Excerpted text –
::::

Even as Disney prepares the launch of a third “Star Wars” trilogy, expected to be set after the events of “Return of the Jedi,” Dark Horse Comics is returning to the post-original trilogy era first as the publisher is set to launch a second “Star Wars: Legacy” series in 2013.
The latest volume of the title will be written by Corinna Bechko and Gabriel Hardman — best known for their well-received run on BOOM! Studios’ “Planet of the Apes” comics. Hardman also provides interior art while Dave Wilkins is the cover artist.
Originally launching in 2006 from writer John Ostrander and artist Jan Duursema, the 50-issue run of “Star Wars: Legacy” featured Cade Skywalker, long-presumed to be a descendant of Ben Skywalker and thereby, the last remaining Skywalker.
This new series features a descendant of Han Solo and Leia Organa, who, Bechko and Hardman told CBR News exclusively, is named Ania Solo. Bechko and Hardman also shared details about the Imperial Knight and Mon Calamari featured on the cover for “Star Wars: Legacy”#1.
With a tale taking place shortly after the original “Star Wars: Legacy” series, the writers also teased that Cade Skywalker may also appear, though not in the opening arc. For now, we have the promise of stories set some 100 years after the Battle of Yavin featuring Jedi, Sith, the Force and a descendant of Han and Leia. What’s not to love?
CBR News: First off, what is your history with “Star Wars?” Are you long-time fans of the source material?
Corinna Bechko: [Laughs] Yes, you could say that.
Gabriel Hardman: The appeal of doing this is being able to play in that world. Both of us were three years old when the first “Star Wars” movie came out. We saw it in the theater, and speaking for myself, I’ve been an enormous “Star Wars” fan for years, and the opportunity to make up a story in the world of Star Wars is incredibly appealing.
Bechko: It’s funny, but before we got this gig, I filled out a questionnaire and there was a question about the earliest movie I can recall that really influenced me — and I wrote down “Star Wars.” That is absolutely true. To get this opportunity is an amazing, amazing honor.
Hardman: We’re of that first generation of “Star Wars” fans. It’s been an ever-present, pop cultural influence for us.
You’re then obviously psyched about the new “Star Wars” movies that are coming out, then. Do you feel any added pressure to be writing in the future, more than 100 years after the Battle of Yavin, when you know Lucasfilm’s writers will be mining this same fertile ground for at least three feature films?

::::

Excerpted records –
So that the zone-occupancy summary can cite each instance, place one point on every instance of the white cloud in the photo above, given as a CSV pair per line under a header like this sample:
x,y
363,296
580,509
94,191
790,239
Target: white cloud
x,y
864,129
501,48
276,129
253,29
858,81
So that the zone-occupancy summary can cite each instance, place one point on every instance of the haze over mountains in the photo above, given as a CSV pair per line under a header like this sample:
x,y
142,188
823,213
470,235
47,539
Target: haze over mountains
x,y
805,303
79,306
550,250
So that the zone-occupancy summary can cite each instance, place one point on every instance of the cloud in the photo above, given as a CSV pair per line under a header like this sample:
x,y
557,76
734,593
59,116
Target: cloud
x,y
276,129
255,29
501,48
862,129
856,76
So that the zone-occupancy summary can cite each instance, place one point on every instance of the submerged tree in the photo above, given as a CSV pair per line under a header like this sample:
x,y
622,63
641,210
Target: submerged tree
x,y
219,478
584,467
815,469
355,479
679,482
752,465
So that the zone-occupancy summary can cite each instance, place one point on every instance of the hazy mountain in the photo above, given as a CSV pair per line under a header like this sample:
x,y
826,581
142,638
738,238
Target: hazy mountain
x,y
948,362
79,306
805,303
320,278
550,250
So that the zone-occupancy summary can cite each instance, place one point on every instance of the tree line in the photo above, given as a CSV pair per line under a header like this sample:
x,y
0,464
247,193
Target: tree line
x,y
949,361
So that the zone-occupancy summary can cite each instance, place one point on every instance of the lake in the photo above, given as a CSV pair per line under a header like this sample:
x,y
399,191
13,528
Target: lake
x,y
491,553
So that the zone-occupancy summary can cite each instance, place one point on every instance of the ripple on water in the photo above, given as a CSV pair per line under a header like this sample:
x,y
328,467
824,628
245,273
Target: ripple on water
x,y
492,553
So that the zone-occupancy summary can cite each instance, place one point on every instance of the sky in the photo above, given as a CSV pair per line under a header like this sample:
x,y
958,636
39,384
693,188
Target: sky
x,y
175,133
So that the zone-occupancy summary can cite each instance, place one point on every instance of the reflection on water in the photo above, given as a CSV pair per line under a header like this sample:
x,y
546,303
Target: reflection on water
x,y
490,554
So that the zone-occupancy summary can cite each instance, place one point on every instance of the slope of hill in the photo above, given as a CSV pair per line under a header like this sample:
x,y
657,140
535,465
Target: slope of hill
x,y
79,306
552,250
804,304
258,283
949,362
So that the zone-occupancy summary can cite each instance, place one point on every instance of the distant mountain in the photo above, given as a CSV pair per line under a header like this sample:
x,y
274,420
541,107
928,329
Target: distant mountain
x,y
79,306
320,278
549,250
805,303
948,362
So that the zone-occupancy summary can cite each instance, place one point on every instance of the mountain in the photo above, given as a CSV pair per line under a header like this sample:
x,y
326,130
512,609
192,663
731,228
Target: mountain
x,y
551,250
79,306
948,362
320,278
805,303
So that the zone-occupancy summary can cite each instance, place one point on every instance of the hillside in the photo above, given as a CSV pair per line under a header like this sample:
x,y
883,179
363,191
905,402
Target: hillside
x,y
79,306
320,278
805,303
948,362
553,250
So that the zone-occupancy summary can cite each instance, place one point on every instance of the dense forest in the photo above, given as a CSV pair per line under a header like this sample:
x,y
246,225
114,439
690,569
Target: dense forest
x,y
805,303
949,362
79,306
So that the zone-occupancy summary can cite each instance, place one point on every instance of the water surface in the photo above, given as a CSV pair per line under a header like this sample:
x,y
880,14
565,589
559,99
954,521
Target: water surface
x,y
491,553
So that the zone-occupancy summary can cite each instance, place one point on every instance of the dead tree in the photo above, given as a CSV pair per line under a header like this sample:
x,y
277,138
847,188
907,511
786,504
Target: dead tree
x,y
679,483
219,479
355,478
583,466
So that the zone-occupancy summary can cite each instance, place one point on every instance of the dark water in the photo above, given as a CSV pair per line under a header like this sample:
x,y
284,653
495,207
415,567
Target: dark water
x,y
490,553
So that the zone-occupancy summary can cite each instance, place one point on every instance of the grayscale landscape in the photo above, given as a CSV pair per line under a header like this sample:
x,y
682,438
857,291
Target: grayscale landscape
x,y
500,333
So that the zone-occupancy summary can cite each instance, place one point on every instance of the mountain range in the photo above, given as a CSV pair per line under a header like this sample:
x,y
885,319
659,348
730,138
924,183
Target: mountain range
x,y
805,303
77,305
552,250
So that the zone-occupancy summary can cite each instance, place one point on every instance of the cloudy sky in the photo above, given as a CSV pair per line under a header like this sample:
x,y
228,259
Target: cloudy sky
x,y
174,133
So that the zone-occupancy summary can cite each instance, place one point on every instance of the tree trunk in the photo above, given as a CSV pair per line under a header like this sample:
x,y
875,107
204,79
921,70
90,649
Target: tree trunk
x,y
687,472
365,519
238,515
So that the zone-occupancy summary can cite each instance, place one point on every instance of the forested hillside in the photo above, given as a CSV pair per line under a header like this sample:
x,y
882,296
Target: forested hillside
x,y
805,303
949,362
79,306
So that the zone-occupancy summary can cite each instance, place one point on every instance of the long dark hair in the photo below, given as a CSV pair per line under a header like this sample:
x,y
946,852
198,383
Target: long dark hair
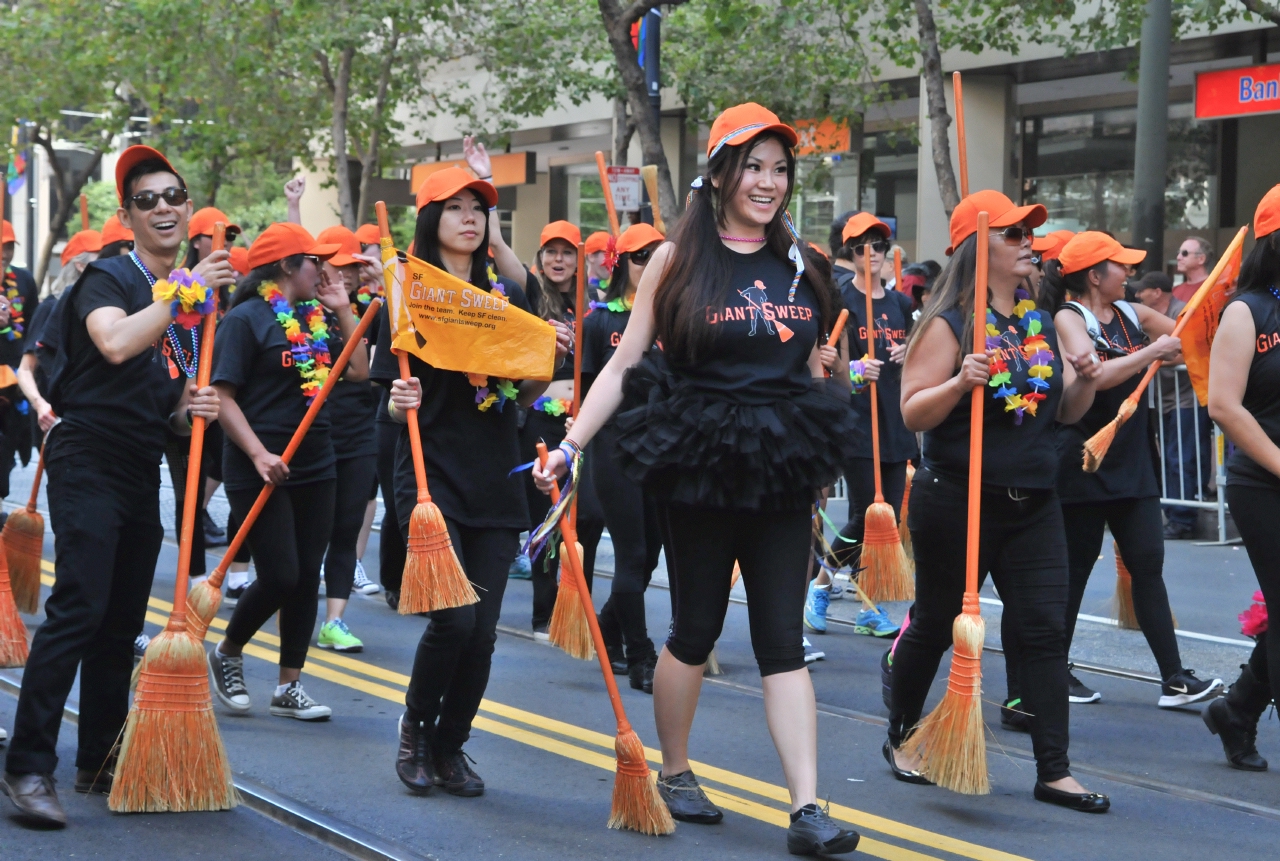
x,y
426,243
1261,266
699,269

::::

Task brief – Continue the interview about the second "Star Wars: Legacy" comic series, picking up right after its final line.

Result of the exercise –
Hardman: Of course. We have no idea of what’s going to happen in the movies; we’re just trying to tell an exciting story that would work no matter what. And the era that our story is set is likely well after what they would be dealing with in the movies anytime soon, no matter what.
Is the first issue “Star Wars: Legacy” #1, or “Star Wars: Legacy, Vol. 2” #1 or “Star Wars: Legacy” #1 with a subtitle like “War?”
Hardman: It should be #1. It’s a new volume, which should start with #1. It follows the previous one, but it’s not directly following on it — it’s not about the same characters.
Dark Horse’s last story from this era, “Star Wars: Legacy — War,” was set 138 years after the Battle of Yavin. How much further into the future does your story take place?
Hardman: Like I said, it follows relatively soon after the conclusion of the previous “Star Wars: Legacy.” It’s set in that era.
Do you need to have read “Star Wars: Legacy” or “Star Wars: Legacy — War” to follow this story?
Bechko: No, absolutely not.
Hardman: We certainly build on everything that John Ostrander and Jan Duursema did in the previous one, and it takes place in that world, but it should work equally for people that know that stuff and those that don’t.
Bechko: But hopefully, if you do pick up ours and like it, you’ll want to go back and read their rich tapestry, which they built over 50-plus issues.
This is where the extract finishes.